- **Texto proporcionado**

########

Algunos momentos de la redacción del libro fueron realmente durísimos. Recuerdo una noche en que con una calculadora fui sumando las cifras de asesinados que los mismos responsables de los Einsatzgruppen habían elevado a sus superiores. Mientras, por un lado, iba pasando documento tras documento, por otro, mi mano derecha iba marcando las cifras. Cuando concluí la suma descubrí que, entre julio y diciembre de 1941, los propios nazis reconocían haber dado muerte, tan sólo en la URSS, a más de novecientos mil judíos. Todo ello sin tener en cuenta que faltaban algunos informes perdidos durante la guerra, que sólo se referían a la URSS y que el gas apenas habían comenzado a utilizarlo casi de manera experimental en septiembre de ese mismo año.

La reacción que se produjo al publicarse el libro fue impresionante. Los neo-nazis volvieron a asaltar, con redoblado ímpetu, las librerías donde se vendía El Holocausto; me seguían e incluso se dedicaron a pintar swásticas en el portal de la casa en que vivía en Zaragoza. Hermann Tertsch publicó la noticia en El Paísy entonces algunas personas acudieron a las ya desaparecidas librerías Crisol para comprar un ejemplar de la obra pidiendo, eso sí, que fuera alguno de los que los nazis habían roto o desgarrado. En ocasiones, en España, hay reacciones cívicas que hacen pensar que no todo está perdido. Bien mirado aquello no fue lo peor.

En una ocasión, en la parada de tren de Zaragoza, hubo que avisar al jefe de estación porque un grupo de skins me reconoció en la cafetería y se colocaron a la puerta a la espera de que saliera y, sin duda, con la intención de dialogar conmigo a la salida sobre la existencia de las cámaras de gas. También fue en Zaragoza donde comenzaron a difundir la calumnia de que yo trabajaba para el Mossad. Semejante majadería maliciosa luego la difundiría más de un progre en distintos medios de comunicación demostrando sólo que ignoraba qué es el Mossad y cómo escoge a sus miembros. En Barcelona, por otra parte, los mozos de escuadra, de manera sistemática e ininterrumpida, ponían dos escoltas a mi disposición por temor a que los nazis me agredieran en alguna visita a la Ciudad Condal. Claro que la barbarie no se limitó a eso.

########

Registros de anotación de posición:
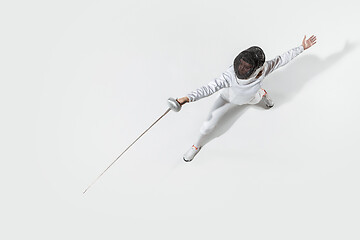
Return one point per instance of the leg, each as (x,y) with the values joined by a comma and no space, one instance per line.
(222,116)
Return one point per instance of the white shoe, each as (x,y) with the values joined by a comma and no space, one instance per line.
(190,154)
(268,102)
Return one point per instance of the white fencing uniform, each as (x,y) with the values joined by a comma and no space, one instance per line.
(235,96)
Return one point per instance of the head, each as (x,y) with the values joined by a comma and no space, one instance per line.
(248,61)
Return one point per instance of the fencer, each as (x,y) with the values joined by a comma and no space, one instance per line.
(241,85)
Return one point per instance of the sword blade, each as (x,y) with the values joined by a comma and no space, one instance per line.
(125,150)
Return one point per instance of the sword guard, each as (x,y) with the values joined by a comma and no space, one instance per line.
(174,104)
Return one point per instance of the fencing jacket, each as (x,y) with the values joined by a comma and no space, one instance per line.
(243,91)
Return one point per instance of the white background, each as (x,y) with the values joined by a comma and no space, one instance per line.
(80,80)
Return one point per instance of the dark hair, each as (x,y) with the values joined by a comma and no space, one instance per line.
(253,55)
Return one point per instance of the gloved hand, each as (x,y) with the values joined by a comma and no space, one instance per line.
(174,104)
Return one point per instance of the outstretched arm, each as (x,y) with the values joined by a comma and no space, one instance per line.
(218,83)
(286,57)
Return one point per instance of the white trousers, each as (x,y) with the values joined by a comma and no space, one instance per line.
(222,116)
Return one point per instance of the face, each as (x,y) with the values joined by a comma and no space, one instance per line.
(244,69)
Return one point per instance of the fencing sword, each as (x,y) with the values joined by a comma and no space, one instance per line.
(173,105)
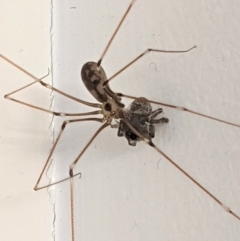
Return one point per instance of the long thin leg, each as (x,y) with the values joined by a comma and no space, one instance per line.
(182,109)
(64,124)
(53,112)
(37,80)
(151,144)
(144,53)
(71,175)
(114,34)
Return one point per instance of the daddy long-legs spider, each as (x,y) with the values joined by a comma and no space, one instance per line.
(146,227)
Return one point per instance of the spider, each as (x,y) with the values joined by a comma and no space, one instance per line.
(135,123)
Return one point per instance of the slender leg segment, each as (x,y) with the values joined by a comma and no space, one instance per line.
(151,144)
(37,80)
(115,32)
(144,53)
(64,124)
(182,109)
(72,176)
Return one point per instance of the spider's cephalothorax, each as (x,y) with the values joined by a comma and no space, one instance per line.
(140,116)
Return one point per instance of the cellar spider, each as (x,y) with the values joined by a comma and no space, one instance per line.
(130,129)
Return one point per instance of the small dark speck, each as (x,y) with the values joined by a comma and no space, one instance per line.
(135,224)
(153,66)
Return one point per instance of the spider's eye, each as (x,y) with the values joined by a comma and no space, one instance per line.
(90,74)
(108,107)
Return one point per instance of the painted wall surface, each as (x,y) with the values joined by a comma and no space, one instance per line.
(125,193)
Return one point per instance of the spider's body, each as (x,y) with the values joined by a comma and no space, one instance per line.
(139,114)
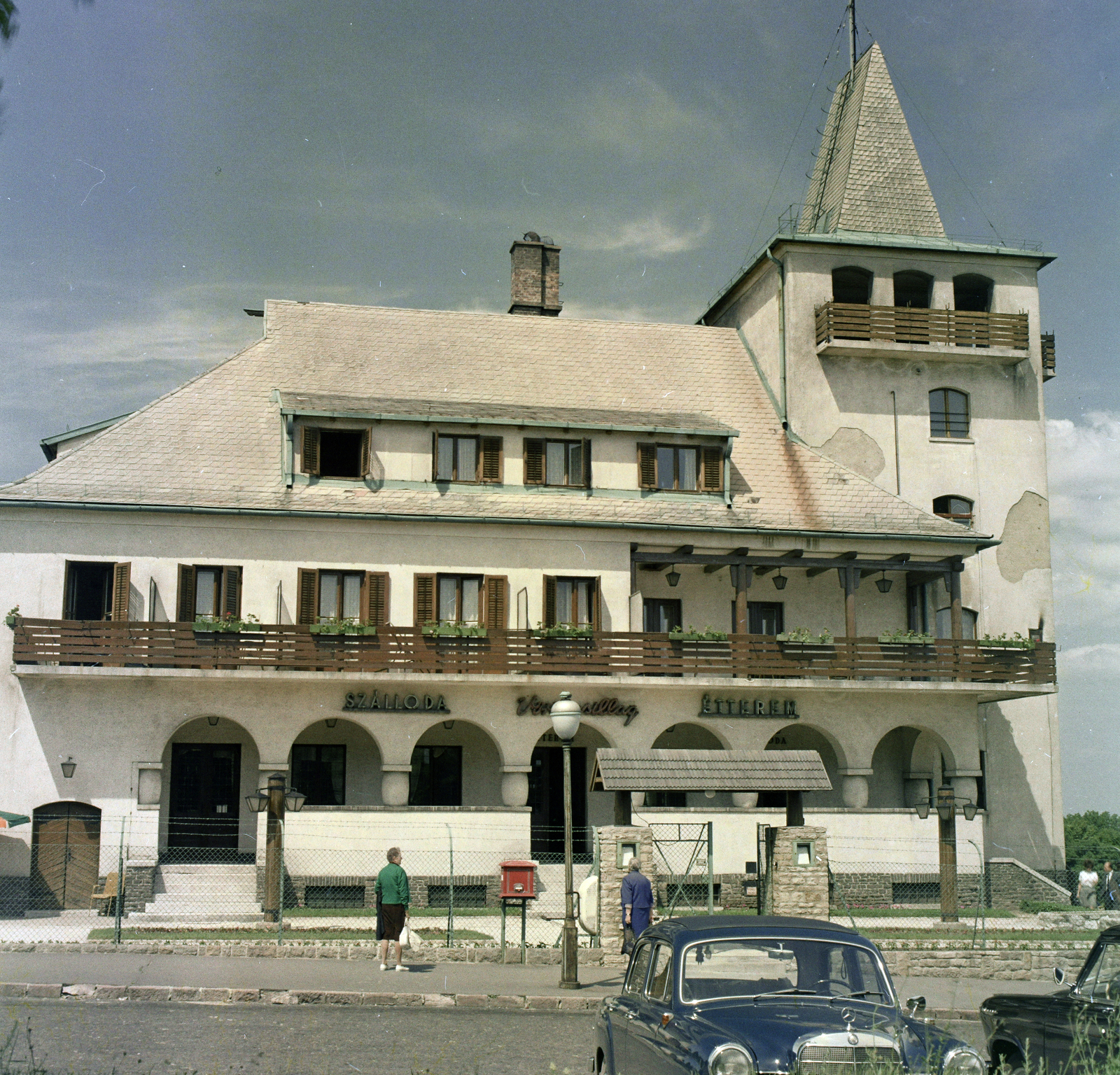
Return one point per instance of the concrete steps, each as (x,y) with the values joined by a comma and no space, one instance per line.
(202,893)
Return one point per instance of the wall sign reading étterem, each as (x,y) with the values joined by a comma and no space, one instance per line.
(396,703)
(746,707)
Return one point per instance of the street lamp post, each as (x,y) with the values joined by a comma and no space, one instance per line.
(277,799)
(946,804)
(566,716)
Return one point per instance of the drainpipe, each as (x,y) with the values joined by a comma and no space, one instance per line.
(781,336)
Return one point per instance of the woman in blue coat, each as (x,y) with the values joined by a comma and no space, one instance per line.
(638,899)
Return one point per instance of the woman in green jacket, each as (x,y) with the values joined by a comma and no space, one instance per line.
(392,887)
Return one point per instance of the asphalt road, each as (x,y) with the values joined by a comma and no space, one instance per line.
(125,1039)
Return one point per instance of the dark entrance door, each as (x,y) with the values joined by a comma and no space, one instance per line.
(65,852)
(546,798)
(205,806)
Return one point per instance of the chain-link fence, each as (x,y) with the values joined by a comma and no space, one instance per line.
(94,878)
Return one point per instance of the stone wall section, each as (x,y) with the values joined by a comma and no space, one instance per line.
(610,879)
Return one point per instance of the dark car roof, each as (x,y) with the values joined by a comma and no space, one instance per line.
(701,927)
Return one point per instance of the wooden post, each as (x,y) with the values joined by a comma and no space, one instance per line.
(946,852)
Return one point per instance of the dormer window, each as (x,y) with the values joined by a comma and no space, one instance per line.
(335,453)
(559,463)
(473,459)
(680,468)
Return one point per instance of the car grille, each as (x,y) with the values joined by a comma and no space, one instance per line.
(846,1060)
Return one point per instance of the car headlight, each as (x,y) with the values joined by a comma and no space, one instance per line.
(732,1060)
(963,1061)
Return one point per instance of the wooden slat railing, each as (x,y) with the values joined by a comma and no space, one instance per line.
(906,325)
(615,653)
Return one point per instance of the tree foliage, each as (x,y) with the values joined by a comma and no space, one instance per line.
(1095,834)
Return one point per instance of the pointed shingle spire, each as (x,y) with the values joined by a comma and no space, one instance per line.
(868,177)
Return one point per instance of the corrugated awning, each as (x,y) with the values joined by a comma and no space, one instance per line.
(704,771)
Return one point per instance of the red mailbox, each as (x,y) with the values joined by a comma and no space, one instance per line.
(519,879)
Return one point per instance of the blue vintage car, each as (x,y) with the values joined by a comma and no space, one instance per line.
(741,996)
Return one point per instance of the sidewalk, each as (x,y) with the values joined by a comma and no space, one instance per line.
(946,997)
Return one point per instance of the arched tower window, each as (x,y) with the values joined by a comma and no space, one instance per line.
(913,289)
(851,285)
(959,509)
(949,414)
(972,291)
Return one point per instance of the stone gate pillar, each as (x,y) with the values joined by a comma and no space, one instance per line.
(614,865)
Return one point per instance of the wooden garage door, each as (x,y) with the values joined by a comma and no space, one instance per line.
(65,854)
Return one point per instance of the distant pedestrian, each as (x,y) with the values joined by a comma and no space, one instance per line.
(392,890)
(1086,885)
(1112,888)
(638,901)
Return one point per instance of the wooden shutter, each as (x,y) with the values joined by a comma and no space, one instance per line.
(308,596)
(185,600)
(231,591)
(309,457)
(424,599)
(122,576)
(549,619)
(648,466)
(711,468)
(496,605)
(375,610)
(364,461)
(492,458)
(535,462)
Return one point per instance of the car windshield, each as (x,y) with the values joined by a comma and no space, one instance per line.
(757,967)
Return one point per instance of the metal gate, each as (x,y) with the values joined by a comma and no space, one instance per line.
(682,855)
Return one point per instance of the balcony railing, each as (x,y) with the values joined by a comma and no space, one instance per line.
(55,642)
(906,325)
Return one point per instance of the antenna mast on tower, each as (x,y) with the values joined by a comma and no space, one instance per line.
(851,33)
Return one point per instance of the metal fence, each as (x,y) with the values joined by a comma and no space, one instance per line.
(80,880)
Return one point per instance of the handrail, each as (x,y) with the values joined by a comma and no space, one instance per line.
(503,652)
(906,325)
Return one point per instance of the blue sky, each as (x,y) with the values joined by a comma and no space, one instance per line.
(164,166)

########

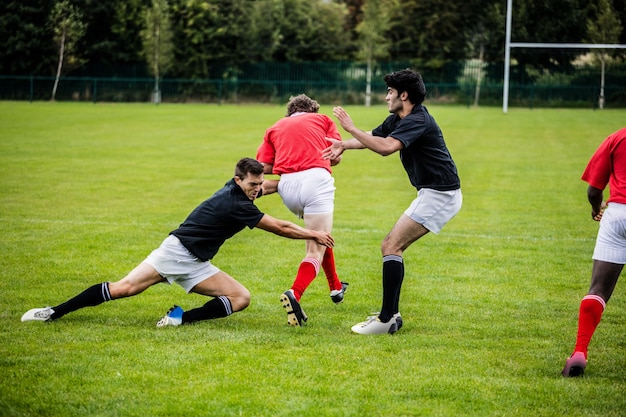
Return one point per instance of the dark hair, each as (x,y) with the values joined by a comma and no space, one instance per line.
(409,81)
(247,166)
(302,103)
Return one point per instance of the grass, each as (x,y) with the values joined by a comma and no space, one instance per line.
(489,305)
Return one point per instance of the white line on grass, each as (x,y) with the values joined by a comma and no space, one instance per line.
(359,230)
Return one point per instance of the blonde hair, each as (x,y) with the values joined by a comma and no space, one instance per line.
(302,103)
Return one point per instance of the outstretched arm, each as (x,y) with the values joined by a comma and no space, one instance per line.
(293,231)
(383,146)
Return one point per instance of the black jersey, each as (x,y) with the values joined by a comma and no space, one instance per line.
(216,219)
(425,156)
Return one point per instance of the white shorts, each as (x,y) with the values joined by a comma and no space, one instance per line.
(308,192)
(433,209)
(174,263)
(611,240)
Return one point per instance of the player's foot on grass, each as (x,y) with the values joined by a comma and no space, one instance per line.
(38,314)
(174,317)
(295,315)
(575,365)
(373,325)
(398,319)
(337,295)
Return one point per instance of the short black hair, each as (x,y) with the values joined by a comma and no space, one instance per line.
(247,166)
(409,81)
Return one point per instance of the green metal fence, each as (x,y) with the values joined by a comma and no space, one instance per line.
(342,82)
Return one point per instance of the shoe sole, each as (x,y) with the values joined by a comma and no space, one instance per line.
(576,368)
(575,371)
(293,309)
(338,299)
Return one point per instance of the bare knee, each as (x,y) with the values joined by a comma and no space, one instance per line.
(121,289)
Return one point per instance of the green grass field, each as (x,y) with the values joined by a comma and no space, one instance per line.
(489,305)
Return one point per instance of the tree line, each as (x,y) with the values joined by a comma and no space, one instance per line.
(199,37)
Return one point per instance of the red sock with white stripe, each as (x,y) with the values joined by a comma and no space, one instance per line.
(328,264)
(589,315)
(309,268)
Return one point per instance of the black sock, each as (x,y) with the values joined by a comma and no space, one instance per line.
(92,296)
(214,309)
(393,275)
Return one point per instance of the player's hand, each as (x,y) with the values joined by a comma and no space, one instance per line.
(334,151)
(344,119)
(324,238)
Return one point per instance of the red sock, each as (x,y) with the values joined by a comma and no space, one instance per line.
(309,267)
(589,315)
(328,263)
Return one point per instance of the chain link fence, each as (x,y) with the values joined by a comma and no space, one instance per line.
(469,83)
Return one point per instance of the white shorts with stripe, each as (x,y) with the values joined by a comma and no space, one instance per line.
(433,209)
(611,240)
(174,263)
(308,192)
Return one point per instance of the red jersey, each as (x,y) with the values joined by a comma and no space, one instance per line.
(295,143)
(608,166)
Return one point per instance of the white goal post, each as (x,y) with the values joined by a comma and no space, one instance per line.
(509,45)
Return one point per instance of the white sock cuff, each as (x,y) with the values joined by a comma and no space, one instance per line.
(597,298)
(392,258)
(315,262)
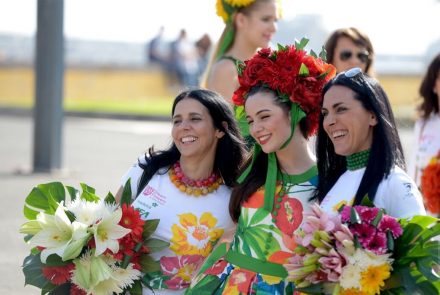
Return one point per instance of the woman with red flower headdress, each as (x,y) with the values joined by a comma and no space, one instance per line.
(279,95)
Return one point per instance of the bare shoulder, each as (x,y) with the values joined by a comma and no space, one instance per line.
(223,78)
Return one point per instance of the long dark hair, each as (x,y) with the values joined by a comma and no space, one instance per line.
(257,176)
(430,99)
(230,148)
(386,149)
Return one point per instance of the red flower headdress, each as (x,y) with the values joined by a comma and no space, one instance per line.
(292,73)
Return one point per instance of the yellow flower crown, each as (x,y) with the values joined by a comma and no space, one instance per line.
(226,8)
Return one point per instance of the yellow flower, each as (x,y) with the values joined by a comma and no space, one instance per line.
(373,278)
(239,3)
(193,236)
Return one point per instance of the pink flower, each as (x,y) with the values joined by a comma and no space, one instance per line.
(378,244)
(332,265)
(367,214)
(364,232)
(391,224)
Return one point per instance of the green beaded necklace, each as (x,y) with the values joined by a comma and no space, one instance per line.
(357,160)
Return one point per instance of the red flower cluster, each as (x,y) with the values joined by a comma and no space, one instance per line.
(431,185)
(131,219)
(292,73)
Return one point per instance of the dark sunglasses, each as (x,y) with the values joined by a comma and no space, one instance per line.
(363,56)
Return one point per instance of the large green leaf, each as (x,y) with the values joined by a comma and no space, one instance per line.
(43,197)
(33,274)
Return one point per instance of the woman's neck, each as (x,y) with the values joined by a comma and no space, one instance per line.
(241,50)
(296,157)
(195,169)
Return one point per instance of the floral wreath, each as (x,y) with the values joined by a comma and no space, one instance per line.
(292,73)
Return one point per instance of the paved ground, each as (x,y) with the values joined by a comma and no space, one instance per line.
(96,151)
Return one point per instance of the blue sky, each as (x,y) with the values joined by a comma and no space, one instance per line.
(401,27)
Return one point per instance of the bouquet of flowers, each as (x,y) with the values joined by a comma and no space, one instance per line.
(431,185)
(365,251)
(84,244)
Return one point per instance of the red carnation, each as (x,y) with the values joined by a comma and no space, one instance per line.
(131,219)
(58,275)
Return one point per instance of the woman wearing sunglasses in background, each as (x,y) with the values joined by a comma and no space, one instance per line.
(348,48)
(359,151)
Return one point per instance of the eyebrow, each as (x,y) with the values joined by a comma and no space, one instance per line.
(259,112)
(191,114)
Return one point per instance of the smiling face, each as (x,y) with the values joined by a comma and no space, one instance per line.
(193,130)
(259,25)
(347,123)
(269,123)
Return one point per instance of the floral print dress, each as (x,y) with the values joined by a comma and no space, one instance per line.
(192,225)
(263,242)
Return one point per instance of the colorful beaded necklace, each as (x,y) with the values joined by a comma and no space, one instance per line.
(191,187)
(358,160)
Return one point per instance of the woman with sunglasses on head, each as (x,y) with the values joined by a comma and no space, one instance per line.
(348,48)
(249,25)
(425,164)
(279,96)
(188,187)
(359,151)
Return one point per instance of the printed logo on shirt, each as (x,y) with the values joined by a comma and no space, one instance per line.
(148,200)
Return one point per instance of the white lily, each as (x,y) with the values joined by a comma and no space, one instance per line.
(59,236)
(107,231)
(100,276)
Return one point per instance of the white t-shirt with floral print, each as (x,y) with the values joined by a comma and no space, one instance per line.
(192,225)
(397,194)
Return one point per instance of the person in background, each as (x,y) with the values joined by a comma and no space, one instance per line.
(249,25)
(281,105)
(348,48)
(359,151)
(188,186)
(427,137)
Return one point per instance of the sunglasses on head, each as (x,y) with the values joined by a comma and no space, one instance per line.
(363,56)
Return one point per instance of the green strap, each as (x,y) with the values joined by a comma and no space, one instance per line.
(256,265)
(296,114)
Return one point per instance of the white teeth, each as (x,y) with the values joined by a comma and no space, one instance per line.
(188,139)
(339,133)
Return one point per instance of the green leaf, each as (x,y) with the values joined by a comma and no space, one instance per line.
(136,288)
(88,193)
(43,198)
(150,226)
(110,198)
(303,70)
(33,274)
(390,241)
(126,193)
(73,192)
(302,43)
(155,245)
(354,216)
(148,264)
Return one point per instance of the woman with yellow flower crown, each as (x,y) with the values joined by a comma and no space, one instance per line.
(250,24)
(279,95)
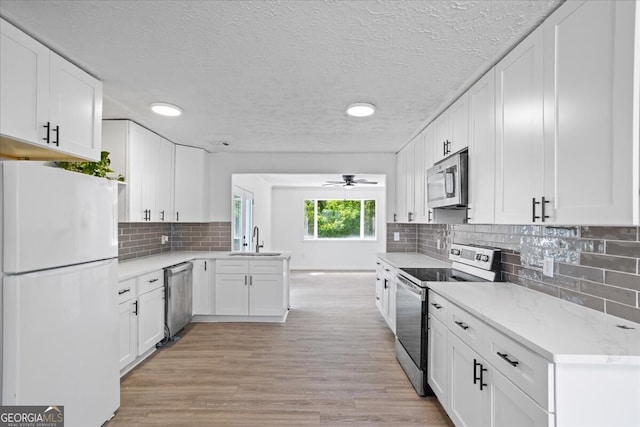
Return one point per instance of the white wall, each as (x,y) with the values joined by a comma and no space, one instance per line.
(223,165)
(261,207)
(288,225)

########

- **Tareas pendientes**
1 – Devuelve, por favor, el fragmento del texto proporcionado que va desde "En una ocasión, en" hasta "limitó a eso.", copiado sin cambios.
2 – Enumera los países y ciudades que menciona el texto proporcionado, cada uno una sola vez y con su nombre habitual.

- **Soluciones a continuación**
1 –
En una ocasión, en la parada de tren de Zaragoza, hubo que avisar al jefe de estación porque un grupo de skins me reconoció en la cafetería y se colocaron a la puerta a la espera de que saliera y, sin duda, con la intención de dialogar conmigo a la salida sobre la existencia de las cámaras de gas. También fue en Zaragoza donde comenzaron a difundir la calumnia de que yo trabajaba para el Mossad. Semejante majadería maliciosa luego la difundiría más de un progre en distintos medios de comunicación demostrando sólo que ignoraba qué es el Mossad y cómo escoge a sus miembros. En Barcelona, por otra parte, los mozos de escuadra, de manera sistemática e ininterrumpida, ponían dos escoltas a mi disposición por temor a que los nazis me agredieran en alguna visita a la Ciudad Condal. Claro que la barbarie no se limitó a eso.

2 – URSS, Zaragoza, España, Barcelona